* START *
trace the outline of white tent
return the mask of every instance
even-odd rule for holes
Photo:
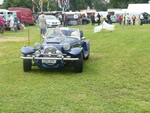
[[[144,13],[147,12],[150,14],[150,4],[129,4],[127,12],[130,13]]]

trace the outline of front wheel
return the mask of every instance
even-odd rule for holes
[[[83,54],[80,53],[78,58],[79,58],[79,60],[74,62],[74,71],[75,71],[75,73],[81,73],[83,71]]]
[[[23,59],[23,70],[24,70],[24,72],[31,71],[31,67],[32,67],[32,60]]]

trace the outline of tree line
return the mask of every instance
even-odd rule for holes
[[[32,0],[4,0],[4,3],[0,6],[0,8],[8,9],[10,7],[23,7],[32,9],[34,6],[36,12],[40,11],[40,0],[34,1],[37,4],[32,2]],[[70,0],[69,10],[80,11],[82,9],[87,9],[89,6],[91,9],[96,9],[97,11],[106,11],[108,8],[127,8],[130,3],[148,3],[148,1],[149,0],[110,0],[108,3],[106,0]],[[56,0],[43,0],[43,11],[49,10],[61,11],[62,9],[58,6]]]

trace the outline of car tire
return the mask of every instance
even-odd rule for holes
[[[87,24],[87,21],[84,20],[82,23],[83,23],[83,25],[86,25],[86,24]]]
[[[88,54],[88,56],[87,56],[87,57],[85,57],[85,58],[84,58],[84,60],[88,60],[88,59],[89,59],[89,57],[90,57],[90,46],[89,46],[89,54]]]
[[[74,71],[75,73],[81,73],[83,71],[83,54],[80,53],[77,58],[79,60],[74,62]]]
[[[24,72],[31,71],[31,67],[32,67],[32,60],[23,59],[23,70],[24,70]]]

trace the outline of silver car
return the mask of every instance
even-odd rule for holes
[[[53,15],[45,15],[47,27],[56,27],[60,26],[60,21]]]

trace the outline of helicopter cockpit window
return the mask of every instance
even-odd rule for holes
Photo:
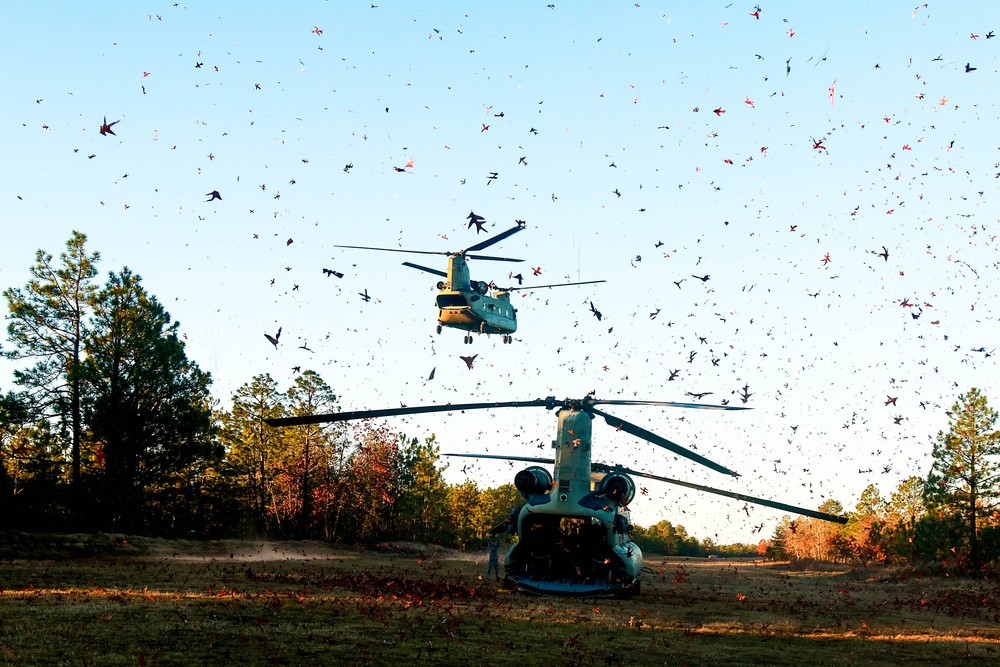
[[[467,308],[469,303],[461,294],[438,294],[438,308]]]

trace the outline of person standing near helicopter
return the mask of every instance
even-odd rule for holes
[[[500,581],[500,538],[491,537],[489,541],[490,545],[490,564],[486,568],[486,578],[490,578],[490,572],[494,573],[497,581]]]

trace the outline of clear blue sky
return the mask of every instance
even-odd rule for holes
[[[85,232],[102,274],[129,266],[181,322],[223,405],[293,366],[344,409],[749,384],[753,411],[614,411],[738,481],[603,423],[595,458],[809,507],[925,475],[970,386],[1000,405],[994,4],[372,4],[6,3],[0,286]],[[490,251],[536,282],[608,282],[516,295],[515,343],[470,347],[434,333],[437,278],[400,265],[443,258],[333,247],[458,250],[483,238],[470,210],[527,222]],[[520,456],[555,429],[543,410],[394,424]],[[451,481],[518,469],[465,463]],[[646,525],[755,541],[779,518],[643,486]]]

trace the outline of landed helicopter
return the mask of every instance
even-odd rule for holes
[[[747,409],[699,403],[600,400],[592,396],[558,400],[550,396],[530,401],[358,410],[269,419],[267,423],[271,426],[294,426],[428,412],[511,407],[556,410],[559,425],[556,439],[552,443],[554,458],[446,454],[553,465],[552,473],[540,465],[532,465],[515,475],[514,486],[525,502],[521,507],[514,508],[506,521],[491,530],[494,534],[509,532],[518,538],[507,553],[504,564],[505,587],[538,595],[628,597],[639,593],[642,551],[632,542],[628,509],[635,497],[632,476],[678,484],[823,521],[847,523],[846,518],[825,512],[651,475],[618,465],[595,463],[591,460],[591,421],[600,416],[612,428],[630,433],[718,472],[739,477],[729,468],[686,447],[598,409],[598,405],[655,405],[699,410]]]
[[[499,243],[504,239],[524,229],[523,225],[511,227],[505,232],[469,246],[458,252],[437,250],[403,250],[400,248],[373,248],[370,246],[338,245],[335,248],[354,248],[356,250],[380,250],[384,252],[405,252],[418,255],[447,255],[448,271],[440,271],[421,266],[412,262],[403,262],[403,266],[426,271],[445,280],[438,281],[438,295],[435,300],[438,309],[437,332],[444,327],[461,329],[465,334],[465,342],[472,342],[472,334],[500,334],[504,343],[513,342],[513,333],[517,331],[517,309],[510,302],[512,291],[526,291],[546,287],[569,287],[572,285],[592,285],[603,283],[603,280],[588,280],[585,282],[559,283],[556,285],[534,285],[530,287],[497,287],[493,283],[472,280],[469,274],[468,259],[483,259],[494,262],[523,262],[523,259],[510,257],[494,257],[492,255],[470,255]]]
* END *
- _WHAT THE TASK ASKS_: Report each line of the listing above that contains the word "helicopter", copying every such line in full.

- _SOLUTION FOR THIS TASK_:
trace the outline of helicopter cockpit window
trace the outline of person standing near helicopter
trace the outline of landed helicopter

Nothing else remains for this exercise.